→ **Stated goal**
Write out the forum reply about customer-facing ACLs word for word, starting at the words "Do bots try" and stopping after "customers as SSH is.".

→ **Source extract**
>>>
Mar 7, 2008, 4:49 PM

Post #16 of 69 (2287 views)
Permalink
Re: Customer-facing ACLs [In reply to]

> Might as well do TCP 20, 21 and 23, too. Woah, that slope's getting slippery!

Do bots try brute force attacks on Telnet and FTP? All I see at my firewall
are SSH attacks and spam. But sure, if there's a lot of Telnet abuse block
23 too; I think it's used about as rarely by "normal" customers as SSH is.

And I'm amazed how often "slippery slope" arguments are deployed to oppose
any sort of change at all. What percentage of consumer broadband users do
you think use SSH to connect to remote servers? 1%? 0.1%? 0.01%? It seems
intuitively obvious that the number of people who will call the help desk to
unblock their SSH (which should be a ~2 minute call anyway, if not a
self-service Web page with captcha) would be an order of magnitude less than
the number of remote network users who WON'T be calling/emailing your abuse
desk to complain about bots on your network hammering their servers.
<<<
→ **Information supplied**
>>>
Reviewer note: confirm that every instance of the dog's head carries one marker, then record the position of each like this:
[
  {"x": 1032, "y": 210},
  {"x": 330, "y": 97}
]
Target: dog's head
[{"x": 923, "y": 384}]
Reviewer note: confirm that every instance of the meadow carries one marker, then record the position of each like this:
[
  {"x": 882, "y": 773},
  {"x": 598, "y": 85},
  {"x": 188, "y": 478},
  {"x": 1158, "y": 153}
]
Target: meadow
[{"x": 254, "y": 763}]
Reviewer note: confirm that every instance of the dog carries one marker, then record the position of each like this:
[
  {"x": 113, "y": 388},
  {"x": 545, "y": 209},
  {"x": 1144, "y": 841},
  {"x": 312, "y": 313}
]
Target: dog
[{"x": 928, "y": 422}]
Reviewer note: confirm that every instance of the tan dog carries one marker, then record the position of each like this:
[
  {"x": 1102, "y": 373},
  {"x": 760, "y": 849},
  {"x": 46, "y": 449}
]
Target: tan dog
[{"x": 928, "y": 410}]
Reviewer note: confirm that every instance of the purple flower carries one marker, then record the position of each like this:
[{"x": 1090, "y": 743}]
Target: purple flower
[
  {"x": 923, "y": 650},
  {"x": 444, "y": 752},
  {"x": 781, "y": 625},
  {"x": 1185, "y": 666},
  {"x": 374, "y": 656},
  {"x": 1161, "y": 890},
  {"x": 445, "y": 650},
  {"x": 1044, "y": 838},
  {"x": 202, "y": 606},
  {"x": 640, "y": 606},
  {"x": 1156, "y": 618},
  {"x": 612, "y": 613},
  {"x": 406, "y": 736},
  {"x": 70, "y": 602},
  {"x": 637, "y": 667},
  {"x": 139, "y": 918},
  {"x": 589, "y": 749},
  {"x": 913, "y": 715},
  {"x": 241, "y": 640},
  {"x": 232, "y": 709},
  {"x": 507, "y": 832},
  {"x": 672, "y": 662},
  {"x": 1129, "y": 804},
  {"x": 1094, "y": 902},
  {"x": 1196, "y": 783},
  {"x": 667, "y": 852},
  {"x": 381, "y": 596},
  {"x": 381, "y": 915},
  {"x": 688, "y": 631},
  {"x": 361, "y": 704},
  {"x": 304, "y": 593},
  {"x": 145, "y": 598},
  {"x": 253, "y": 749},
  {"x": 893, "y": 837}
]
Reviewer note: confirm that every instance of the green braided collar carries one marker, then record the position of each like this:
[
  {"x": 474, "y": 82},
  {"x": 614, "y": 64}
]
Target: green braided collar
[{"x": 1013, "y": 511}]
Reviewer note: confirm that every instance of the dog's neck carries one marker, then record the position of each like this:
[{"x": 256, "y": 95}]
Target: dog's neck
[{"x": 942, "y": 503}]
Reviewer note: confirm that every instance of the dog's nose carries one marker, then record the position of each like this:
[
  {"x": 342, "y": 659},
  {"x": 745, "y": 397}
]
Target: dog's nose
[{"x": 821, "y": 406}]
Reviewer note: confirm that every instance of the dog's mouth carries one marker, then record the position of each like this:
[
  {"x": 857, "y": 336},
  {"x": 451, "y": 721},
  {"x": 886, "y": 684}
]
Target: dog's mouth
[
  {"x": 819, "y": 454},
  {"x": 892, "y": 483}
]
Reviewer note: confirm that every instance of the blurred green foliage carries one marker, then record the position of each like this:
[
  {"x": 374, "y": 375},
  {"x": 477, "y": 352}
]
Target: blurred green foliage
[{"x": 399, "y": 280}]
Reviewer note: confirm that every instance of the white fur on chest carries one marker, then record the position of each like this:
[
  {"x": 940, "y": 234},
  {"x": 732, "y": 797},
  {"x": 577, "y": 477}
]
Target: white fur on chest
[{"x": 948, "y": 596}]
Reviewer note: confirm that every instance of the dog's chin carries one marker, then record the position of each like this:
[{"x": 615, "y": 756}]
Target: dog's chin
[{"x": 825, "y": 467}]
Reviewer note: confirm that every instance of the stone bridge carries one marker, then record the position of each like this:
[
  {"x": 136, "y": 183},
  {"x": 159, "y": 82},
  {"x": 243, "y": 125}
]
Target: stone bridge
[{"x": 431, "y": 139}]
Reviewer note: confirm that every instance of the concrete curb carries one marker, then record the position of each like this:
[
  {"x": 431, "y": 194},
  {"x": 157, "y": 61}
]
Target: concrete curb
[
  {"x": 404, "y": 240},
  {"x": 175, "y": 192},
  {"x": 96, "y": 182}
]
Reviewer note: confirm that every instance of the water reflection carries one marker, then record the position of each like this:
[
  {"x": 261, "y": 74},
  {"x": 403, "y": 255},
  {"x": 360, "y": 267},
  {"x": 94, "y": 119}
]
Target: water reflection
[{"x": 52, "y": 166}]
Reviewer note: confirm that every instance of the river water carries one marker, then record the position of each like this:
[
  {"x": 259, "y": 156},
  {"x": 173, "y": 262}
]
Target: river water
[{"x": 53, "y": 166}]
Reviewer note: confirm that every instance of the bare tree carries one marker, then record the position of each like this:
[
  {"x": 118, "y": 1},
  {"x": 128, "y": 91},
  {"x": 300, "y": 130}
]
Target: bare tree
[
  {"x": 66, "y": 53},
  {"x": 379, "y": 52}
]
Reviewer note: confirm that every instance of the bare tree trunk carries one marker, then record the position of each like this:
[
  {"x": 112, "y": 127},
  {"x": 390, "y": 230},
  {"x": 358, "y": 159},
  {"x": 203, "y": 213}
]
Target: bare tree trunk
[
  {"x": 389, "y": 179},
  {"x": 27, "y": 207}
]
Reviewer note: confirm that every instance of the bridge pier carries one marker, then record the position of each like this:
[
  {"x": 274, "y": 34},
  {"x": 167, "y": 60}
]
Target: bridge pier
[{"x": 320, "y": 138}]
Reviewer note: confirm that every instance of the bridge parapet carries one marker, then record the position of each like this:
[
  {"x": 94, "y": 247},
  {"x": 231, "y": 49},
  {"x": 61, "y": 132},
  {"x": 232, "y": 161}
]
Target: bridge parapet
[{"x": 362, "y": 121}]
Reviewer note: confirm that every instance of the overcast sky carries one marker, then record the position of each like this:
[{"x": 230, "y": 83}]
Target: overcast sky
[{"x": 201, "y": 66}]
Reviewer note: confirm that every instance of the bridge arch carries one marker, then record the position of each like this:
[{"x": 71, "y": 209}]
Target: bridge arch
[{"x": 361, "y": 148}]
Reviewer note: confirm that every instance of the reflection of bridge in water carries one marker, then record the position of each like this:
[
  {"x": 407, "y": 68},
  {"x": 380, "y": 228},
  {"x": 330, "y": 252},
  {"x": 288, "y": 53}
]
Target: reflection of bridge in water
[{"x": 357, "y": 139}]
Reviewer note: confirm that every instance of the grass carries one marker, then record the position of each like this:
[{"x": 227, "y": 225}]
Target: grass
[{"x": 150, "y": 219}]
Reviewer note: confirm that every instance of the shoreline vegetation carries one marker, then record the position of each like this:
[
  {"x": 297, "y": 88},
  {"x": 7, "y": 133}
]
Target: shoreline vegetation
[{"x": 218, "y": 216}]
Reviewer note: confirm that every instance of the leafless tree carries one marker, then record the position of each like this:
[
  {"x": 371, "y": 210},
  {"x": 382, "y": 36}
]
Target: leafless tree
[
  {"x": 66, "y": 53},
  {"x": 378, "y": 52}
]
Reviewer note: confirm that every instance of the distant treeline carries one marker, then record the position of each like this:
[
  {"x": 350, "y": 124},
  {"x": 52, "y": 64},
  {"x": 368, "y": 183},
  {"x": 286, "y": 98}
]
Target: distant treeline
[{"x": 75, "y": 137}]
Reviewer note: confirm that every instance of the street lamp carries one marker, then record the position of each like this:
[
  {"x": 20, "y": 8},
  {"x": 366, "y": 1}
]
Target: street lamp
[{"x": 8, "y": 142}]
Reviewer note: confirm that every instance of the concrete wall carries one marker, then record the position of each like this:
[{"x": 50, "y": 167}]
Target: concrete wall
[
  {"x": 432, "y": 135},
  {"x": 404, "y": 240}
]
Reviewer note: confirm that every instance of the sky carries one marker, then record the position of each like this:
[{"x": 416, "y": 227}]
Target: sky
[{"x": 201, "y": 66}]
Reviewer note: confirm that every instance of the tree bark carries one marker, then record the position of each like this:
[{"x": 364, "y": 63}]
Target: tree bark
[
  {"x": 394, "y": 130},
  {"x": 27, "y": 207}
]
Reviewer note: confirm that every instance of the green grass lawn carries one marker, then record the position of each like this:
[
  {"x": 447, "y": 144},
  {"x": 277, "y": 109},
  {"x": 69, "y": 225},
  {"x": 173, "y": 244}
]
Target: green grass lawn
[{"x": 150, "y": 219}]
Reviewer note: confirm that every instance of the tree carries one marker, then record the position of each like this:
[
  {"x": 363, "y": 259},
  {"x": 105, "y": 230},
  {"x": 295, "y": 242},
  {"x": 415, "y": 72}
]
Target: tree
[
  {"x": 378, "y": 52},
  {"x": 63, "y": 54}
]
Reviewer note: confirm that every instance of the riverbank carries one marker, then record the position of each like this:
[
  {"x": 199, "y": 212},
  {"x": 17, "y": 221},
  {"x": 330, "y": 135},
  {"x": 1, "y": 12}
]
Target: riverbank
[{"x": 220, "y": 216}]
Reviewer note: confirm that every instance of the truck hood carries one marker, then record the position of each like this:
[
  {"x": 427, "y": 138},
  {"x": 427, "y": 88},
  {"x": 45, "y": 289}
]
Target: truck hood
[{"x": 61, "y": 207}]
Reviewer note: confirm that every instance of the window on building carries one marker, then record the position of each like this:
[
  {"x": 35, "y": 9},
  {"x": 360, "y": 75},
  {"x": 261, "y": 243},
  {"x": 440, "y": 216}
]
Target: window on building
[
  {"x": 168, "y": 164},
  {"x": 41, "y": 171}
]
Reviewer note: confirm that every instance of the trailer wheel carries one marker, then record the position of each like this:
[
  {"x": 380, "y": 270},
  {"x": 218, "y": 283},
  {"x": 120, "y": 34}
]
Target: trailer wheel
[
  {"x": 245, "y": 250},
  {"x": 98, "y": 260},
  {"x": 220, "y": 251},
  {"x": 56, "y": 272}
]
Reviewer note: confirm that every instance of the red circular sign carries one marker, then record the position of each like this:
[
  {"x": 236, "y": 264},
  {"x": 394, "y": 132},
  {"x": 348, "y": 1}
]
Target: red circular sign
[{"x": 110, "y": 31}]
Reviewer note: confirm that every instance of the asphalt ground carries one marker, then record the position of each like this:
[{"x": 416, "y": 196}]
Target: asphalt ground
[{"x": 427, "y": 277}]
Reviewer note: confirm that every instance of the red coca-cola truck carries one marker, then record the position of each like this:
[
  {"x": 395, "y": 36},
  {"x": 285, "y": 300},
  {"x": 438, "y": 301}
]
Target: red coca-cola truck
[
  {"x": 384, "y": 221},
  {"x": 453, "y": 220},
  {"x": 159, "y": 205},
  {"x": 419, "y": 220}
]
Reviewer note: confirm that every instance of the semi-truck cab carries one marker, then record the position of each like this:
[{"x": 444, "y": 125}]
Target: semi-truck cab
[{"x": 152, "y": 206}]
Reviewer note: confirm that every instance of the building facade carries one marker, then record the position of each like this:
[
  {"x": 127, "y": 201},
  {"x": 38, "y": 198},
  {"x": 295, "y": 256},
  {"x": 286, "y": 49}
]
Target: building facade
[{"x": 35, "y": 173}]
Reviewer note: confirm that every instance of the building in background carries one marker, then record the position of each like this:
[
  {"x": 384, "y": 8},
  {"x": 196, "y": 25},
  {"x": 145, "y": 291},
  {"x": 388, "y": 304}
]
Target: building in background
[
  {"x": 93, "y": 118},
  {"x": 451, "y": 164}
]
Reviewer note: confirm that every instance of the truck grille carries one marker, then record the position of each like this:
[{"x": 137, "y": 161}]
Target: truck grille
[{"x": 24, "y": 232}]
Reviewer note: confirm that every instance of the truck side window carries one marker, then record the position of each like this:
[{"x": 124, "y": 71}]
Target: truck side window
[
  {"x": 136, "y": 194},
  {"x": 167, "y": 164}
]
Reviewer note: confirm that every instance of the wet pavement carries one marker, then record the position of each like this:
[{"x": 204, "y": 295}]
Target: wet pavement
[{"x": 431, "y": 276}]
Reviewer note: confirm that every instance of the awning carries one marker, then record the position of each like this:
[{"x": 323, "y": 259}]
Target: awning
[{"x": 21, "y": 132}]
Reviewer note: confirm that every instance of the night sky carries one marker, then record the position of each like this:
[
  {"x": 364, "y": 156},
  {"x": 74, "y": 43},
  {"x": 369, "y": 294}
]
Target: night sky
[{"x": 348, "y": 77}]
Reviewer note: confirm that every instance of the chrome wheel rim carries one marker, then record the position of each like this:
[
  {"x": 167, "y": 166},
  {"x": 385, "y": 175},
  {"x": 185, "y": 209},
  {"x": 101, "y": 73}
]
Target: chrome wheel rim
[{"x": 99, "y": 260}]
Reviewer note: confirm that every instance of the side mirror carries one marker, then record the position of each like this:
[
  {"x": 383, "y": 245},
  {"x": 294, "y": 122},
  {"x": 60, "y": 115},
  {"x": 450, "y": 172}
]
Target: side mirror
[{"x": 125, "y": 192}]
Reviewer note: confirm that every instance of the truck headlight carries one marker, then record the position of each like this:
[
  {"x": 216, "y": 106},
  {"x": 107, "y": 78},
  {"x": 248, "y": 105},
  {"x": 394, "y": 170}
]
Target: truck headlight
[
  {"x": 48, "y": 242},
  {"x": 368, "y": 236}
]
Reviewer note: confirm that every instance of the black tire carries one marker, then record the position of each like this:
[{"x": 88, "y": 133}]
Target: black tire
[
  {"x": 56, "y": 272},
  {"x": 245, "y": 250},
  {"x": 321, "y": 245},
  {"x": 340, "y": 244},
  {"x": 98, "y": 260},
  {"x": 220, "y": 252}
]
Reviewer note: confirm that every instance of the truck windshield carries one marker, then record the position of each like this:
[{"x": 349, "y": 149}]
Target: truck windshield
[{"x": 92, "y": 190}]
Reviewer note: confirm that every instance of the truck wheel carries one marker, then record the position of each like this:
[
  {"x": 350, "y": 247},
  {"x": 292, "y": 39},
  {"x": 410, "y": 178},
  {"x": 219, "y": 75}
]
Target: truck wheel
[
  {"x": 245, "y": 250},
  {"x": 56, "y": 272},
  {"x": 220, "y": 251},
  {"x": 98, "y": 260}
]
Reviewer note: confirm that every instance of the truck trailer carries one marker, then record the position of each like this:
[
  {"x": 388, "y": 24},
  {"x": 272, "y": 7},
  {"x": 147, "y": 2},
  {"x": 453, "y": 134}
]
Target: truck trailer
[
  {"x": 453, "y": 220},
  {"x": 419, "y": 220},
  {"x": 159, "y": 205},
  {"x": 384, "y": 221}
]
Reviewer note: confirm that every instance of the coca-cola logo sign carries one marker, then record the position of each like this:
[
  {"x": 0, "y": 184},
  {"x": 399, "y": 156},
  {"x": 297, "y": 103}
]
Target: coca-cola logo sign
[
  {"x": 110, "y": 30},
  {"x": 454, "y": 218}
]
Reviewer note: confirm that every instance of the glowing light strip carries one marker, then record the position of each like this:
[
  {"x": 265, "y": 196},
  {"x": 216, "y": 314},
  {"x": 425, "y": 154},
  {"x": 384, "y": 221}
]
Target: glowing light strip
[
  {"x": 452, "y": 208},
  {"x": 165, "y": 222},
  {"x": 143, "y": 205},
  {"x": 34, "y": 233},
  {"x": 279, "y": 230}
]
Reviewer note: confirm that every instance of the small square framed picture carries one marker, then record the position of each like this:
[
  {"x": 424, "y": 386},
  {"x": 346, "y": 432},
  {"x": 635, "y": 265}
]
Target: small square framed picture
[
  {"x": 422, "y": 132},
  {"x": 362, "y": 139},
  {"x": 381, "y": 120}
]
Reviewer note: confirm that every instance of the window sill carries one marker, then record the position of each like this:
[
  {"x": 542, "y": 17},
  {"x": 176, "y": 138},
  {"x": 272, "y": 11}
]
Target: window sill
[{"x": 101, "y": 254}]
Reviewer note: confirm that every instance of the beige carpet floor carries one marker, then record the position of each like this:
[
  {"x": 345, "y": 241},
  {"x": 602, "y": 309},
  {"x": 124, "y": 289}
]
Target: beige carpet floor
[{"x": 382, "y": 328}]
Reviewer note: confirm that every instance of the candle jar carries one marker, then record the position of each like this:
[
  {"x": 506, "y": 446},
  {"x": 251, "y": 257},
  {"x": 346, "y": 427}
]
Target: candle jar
<<<
→ **Answer to this exercise**
Do bots try brute force attacks on Telnet and FTP? All I see at my firewall
are SSH attacks and spam. But sure, if there's a lot of Telnet abuse block
23 too; I think it's used about as rarely by "normal" customers as SSH is.